◆ EXERCISE PROMPT: Copy the material below exactly, but only from the line with "articulated bus and give integer pixel coordinates." onward, the final line included.
═══ DATA IN THIS EXERCISE
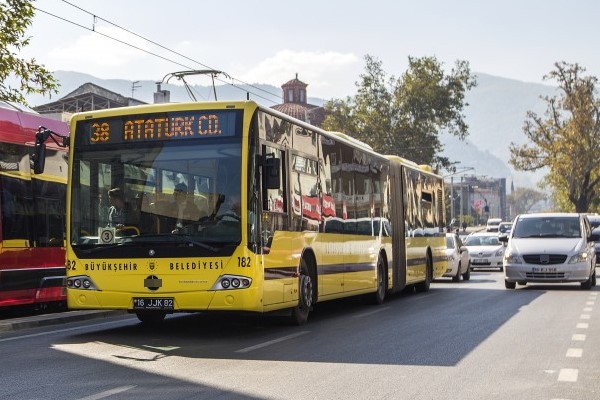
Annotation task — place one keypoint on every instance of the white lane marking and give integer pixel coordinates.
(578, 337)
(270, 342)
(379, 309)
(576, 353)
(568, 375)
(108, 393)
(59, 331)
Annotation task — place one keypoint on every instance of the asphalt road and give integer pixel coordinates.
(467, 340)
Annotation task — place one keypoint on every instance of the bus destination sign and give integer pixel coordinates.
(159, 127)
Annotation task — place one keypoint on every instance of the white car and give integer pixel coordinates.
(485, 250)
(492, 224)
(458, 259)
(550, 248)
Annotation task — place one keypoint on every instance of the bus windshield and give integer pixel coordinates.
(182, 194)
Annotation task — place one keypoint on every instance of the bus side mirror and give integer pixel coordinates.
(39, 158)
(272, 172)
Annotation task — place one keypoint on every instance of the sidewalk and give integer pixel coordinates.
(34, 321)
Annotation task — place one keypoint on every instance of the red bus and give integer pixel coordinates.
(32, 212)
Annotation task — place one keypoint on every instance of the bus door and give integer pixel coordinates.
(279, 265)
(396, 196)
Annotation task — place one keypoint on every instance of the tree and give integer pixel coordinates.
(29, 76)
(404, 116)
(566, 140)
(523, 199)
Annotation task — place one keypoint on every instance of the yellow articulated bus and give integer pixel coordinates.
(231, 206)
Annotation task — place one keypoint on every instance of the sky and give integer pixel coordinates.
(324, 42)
══════
◆ REPLY TO THE TASK:
Annotation task — place one keypoint on every instance of the yellow articulated bus and give integer pixel coordinates.
(231, 206)
Annotation task — place one keypoint on every instance of the sky and give integer pixel coordinates.
(324, 42)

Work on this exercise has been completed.